■ WORK INSTRUCTIONS
Put every line of the items below into a Markdown table with the columns "Row" and "Line", numbering each line and skipping blank ones. Leave the pictures out of the table.

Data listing
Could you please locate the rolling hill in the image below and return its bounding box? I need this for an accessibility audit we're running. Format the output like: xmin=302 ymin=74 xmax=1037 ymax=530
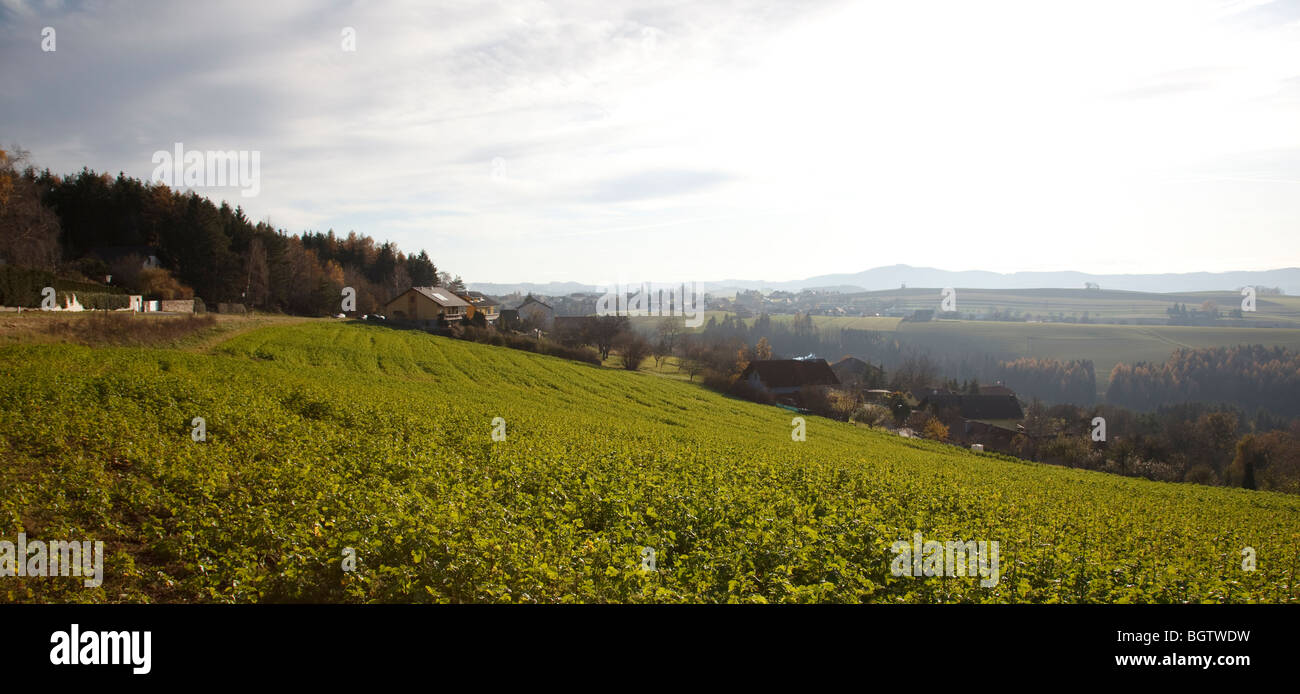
xmin=0 ymin=318 xmax=1300 ymax=603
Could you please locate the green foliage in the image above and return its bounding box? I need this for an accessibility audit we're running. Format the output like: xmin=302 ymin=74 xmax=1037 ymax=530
xmin=0 ymin=321 xmax=1300 ymax=603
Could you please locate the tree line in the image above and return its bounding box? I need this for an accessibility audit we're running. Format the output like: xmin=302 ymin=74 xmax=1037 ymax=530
xmin=1106 ymin=344 xmax=1300 ymax=417
xmin=0 ymin=151 xmax=444 ymax=316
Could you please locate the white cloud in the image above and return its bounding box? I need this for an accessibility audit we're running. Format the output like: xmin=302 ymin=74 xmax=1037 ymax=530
xmin=0 ymin=0 xmax=1300 ymax=281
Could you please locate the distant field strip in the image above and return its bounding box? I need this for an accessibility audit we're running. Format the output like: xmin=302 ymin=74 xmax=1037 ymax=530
xmin=0 ymin=321 xmax=1300 ymax=603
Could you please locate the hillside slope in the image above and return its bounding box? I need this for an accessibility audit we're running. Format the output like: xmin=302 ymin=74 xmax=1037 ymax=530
xmin=0 ymin=321 xmax=1300 ymax=602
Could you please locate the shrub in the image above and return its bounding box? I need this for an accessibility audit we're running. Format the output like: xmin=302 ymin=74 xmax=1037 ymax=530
xmin=922 ymin=417 xmax=948 ymax=441
xmin=849 ymin=404 xmax=893 ymax=426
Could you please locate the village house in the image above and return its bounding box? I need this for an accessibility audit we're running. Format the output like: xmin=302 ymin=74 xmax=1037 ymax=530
xmin=384 ymin=287 xmax=469 ymax=328
xmin=913 ymin=385 xmax=1024 ymax=454
xmin=740 ymin=359 xmax=840 ymax=395
xmin=456 ymin=291 xmax=501 ymax=325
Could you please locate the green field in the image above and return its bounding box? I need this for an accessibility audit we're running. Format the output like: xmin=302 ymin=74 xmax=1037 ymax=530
xmin=0 ymin=321 xmax=1300 ymax=603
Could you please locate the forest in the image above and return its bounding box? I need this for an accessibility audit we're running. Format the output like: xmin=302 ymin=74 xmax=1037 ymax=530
xmin=0 ymin=149 xmax=447 ymax=316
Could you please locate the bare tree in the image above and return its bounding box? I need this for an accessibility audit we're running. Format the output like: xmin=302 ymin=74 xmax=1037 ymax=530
xmin=615 ymin=330 xmax=650 ymax=372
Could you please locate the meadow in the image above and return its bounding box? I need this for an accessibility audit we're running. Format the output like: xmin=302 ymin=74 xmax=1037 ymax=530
xmin=0 ymin=320 xmax=1300 ymax=603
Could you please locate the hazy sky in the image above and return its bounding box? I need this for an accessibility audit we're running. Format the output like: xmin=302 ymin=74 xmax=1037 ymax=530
xmin=0 ymin=0 xmax=1300 ymax=282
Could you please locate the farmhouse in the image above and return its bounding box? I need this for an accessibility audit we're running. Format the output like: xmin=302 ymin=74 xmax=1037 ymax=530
xmin=515 ymin=294 xmax=555 ymax=330
xmin=384 ymin=287 xmax=469 ymax=328
xmin=456 ymin=291 xmax=501 ymax=325
xmin=913 ymin=386 xmax=1024 ymax=420
xmin=740 ymin=359 xmax=840 ymax=395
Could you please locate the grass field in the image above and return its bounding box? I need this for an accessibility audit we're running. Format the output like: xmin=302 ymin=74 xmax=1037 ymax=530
xmin=714 ymin=310 xmax=1300 ymax=394
xmin=0 ymin=321 xmax=1300 ymax=603
xmin=733 ymin=287 xmax=1300 ymax=328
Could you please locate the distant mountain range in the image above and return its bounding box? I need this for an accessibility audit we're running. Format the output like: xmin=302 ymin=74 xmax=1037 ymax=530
xmin=469 ymin=265 xmax=1300 ymax=296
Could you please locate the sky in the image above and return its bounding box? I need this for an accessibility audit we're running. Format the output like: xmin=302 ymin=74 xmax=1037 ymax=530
xmin=0 ymin=0 xmax=1300 ymax=283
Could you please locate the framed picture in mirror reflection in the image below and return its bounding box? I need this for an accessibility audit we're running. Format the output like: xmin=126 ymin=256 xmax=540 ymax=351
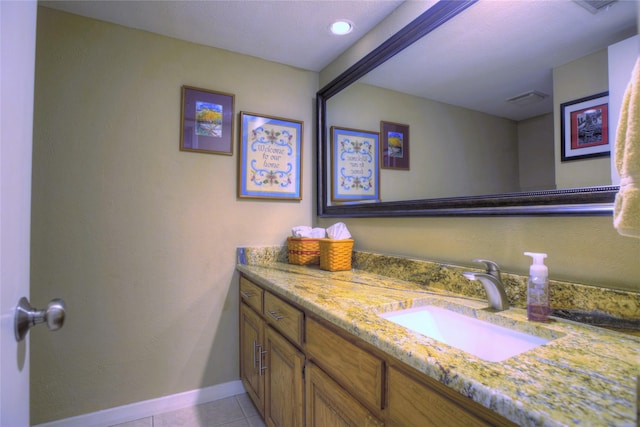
xmin=560 ymin=92 xmax=611 ymax=162
xmin=380 ymin=121 xmax=409 ymax=170
xmin=331 ymin=126 xmax=380 ymax=202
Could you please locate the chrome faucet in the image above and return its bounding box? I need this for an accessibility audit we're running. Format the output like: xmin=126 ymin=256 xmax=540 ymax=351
xmin=462 ymin=259 xmax=509 ymax=311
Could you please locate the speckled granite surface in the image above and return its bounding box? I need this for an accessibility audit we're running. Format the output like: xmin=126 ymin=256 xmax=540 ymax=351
xmin=240 ymin=246 xmax=640 ymax=336
xmin=237 ymin=248 xmax=640 ymax=426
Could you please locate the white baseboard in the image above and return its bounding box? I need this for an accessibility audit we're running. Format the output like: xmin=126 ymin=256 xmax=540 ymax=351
xmin=35 ymin=380 xmax=246 ymax=427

■ ANSWER BELOW
| Row | Line |
|---|---|
| 1 | Could you please locate the rolling hill in the image below and return its bounding box? I need this for an accessibility audit we're running. Format the output like: xmin=302 ymin=74 xmax=1037 ymax=530 |
| 2 | xmin=0 ymin=318 xmax=1300 ymax=603 |
| 3 | Could you please locate the green foliage in the image above and return its bounding box? I need this for an accessibility audit we're running. Format the output like: xmin=302 ymin=74 xmax=1037 ymax=530 |
| 4 | xmin=0 ymin=321 xmax=1300 ymax=603 |
| 5 | Could you please locate the tree line in the image above and return its bounding box? I need this for an accessibility audit we're running. Format the output like: xmin=302 ymin=74 xmax=1037 ymax=530 |
| 6 | xmin=1106 ymin=344 xmax=1300 ymax=417 |
| 7 | xmin=0 ymin=151 xmax=444 ymax=316 |
| 8 | Could you please locate the white cloud in the image above and return its bounding box? I need this for an accessibility audit we're running. Format the output like: xmin=302 ymin=74 xmax=1037 ymax=530 |
| 9 | xmin=0 ymin=0 xmax=1300 ymax=281 |
| 10 | Could you please locate the distant field strip in the image above and return its bounding box? I need this for an accessibility audit we're running. Format the output like: xmin=302 ymin=74 xmax=1037 ymax=530 |
| 11 | xmin=0 ymin=321 xmax=1300 ymax=603 |
| 12 | Could you please locate the hillside slope in the image above and return its bounding box? I need this for an accessibility audit we're running. Format the output like: xmin=302 ymin=74 xmax=1037 ymax=530 |
| 13 | xmin=0 ymin=321 xmax=1300 ymax=602 |
| 14 | Could you please locate the shrub in the image above and return its bounding box? I need this for an accessibility audit we're running. Format the output like: xmin=302 ymin=74 xmax=1037 ymax=530 |
| 15 | xmin=922 ymin=417 xmax=948 ymax=441 |
| 16 | xmin=849 ymin=404 xmax=893 ymax=426 |
| 17 | Could you please locate the village house in the image above and return its bounding box? I need this for an accessibility audit we're running. Format the output like: xmin=302 ymin=74 xmax=1037 ymax=530 |
| 18 | xmin=384 ymin=287 xmax=469 ymax=328 |
| 19 | xmin=913 ymin=385 xmax=1024 ymax=454 |
| 20 | xmin=740 ymin=359 xmax=840 ymax=395 |
| 21 | xmin=456 ymin=291 xmax=501 ymax=325 |
| 22 | Could you please locate the green field in the image above and return its bounding box? I need this for an accessibility audit we're running. Format the output like: xmin=302 ymin=74 xmax=1037 ymax=530 |
| 23 | xmin=0 ymin=321 xmax=1300 ymax=603 |
| 24 | Could you please locate the forest in the image above and return its bounding box? I need this for an accessibility audit we're running. Format the output like: xmin=302 ymin=74 xmax=1037 ymax=530 |
| 25 | xmin=0 ymin=149 xmax=447 ymax=316 |
| 26 | Could you please locate the bare tree in the image above and return its bounding box? I need this for an accessibility audit we're running. Format the output like: xmin=302 ymin=74 xmax=1037 ymax=530 |
| 27 | xmin=615 ymin=330 xmax=650 ymax=372 |
| 28 | Could you please locate the meadow in the image above and return its bounding box? I need this for an accessibility audit we're running. Format the output like: xmin=302 ymin=74 xmax=1037 ymax=530 |
| 29 | xmin=0 ymin=320 xmax=1300 ymax=603 |
| 30 | Could you please locate the hazy sky in the image above and return its bounding box? I need this for an accessibility audit we're running. Format the output like: xmin=302 ymin=74 xmax=1037 ymax=530 |
| 31 | xmin=0 ymin=0 xmax=1300 ymax=282 |
| 32 | Could you please locate the farmhouse in the image above and return its bounding box? I need this for an accessibility audit we're running. Format the output like: xmin=302 ymin=74 xmax=1037 ymax=530 |
| 33 | xmin=515 ymin=294 xmax=555 ymax=330 |
| 34 | xmin=384 ymin=287 xmax=469 ymax=328 |
| 35 | xmin=456 ymin=291 xmax=501 ymax=325 |
| 36 | xmin=913 ymin=386 xmax=1024 ymax=420 |
| 37 | xmin=740 ymin=359 xmax=840 ymax=395 |
| 38 | Could you please locate the grass field in the image above and return its bounding box? I need this for an accessibility audit we're running. Format the output like: xmin=302 ymin=74 xmax=1037 ymax=530 |
| 39 | xmin=714 ymin=310 xmax=1300 ymax=394 |
| 40 | xmin=0 ymin=321 xmax=1300 ymax=603 |
| 41 | xmin=733 ymin=287 xmax=1300 ymax=328 |
| 42 | Could you please locate the distant mountain range in the image above and return its bounding box? I need this for an accessibility audit we're running. Format the output like: xmin=302 ymin=74 xmax=1037 ymax=530 |
| 43 | xmin=469 ymin=265 xmax=1300 ymax=296 |
| 44 | Could you please locate the sky in the image above and return its bounding box? I need this for an accessibility audit we're running. Format the output like: xmin=302 ymin=74 xmax=1037 ymax=530 |
| 45 | xmin=0 ymin=0 xmax=1300 ymax=283 |
| 46 | Could you please locate the framed picture in mirror reflection in the image below and return its bounding box? I need this for an accessibility audit we're running. Format the output like: xmin=126 ymin=256 xmax=540 ymax=351 |
| 47 | xmin=560 ymin=92 xmax=611 ymax=162 |
| 48 | xmin=380 ymin=121 xmax=409 ymax=170 |
| 49 | xmin=331 ymin=126 xmax=380 ymax=202 |
| 50 | Could you please locate the chrome faucet in the image above and return its bounding box? I need this for an accessibility audit we're running. Format the output like: xmin=126 ymin=256 xmax=540 ymax=351 |
| 51 | xmin=462 ymin=259 xmax=509 ymax=311 |
| 52 | Could you please locate the speckled granite surface in the image above and return its bounding box? I need this for an accessibility audit we're running. Format the output like: xmin=126 ymin=256 xmax=540 ymax=351 |
| 53 | xmin=240 ymin=246 xmax=640 ymax=336 |
| 54 | xmin=237 ymin=248 xmax=640 ymax=426 |
| 55 | Could you please locate the white baseboard in the image above and return its bounding box? I need this for an accessibility audit we're running. Format the output like: xmin=126 ymin=256 xmax=540 ymax=351 |
| 56 | xmin=35 ymin=380 xmax=246 ymax=427 |